PAGE
In the remarkable 2003 documentary Capturing the Friedmans, director Andrew Jarecki recounted the shocking crimes committed by members of a seemingly ordinary family living in the suburbs. In his feature film debut All Good Things, Jarecki revisits the same theme through a fictional lens — with far less effective results. Inspired by the bizarre murder trial of Robert Durst, the son of Manhattan real-estate magnate Seymour Durst, the movie opens in 1971, when David (Ryan Gosling) and Katie Marks (Kirsten Dunst), meet, fall in love, get married and move to Vermont to run the eponymous health-food store.

The couple’s life is simple yet happy, until David’s disapproving papa Sanford (Frank Langella), who has been subsidizing their business, visits and orders his son to move back to New York and rejoin the family business. Even though they are forced to go, David and Katie nonetheless thrive in the city, with a posh apartment, a house in the country and a Mercedes Benz. Katie, who hails from a loving, middle-class family, doesn’t really fit in with the Marks’ monied social circles. But her background only makes her more appealing to David, who yearns to escape his moneyed roots. ("She’s never going to be one of us," Sanford tells his son. "I know. Isn’t that great?" David replies.)

In the first half of All Good Things, as the couple’s marriage blooms and then gradually starts to crumble, the performances by Gosling and Dunst are so strong that they get your hopes up. Gosling is terrific as the husband who adores his wife — you can see the happiness radiating from him — even though he’s clearly harboring demons as yet undefined. Dunst brings light and energy to the picture as a spirited young woman who unconditionally loves her man, until she starts to suspect there is another side to David she’s never glimpsed.

(Stored items)
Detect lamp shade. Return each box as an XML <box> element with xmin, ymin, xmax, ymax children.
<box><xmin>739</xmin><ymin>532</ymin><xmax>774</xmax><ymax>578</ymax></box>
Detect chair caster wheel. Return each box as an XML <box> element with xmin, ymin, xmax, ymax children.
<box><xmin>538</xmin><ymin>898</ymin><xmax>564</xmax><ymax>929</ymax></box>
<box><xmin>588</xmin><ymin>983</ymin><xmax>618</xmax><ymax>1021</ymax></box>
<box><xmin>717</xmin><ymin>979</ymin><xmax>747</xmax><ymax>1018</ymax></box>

INSTRUCTION
Copy the review of All Good Things word for word, in full. The lines are separate material and have no connection to the review of All Good Things.

ANSWER TO THE EXERCISE
In the remarkable 2003 documentary Capturing the Friedmans, director Andrew Jarecki recounted the shocking crimes committed by members of a seemingly ordinary family living in the suburbs. In his feature film debut All Good Things, Jarecki revisits the same theme through a fictional lens — with far less effective results. Inspired by the bizarre murder trial of Robert Durst, the son of Manhattan real-estate magnate Seymour Durst, the movie opens in 1971, when David (Ryan Gosling) and Katie Marks (Kirsten Dunst), meet, fall in love, get married and move to Vermont to run the eponymous health-food store.

The couple’s life is simple yet happy, until David’s disapproving papa Sanford (Frank Langella), who has been subsidizing their business, visits and orders his son to move back to New York and rejoin the family business. Even though they are forced to go, David and Katie nonetheless thrive in the city, with a posh apartment, a house in the country and a Mercedes Benz. Katie, who hails from a loving, middle-class family, doesn’t really fit in with the Marks’ monied social circles. But her background only makes her more appealing to David, who yearns to escape his moneyed roots. ("She’s never going to be one of us," Sanford tells his son. "I know. Isn’t that great?" David replies.)

In the first half of All Good Things, as the couple’s marriage blooms and then gradually starts to crumble, the performances by Gosling and Dunst are so strong that they get your hopes up. Gosling is terrific as the husband who adores his wife — you can see the happiness radiating from him — even though he’s clearly harboring demons as yet undefined. Dunst brings light and energy to the picture as a spirited young woman who unconditionally loves her man, until she starts to suspect there is another side to David she’s never glimpsed.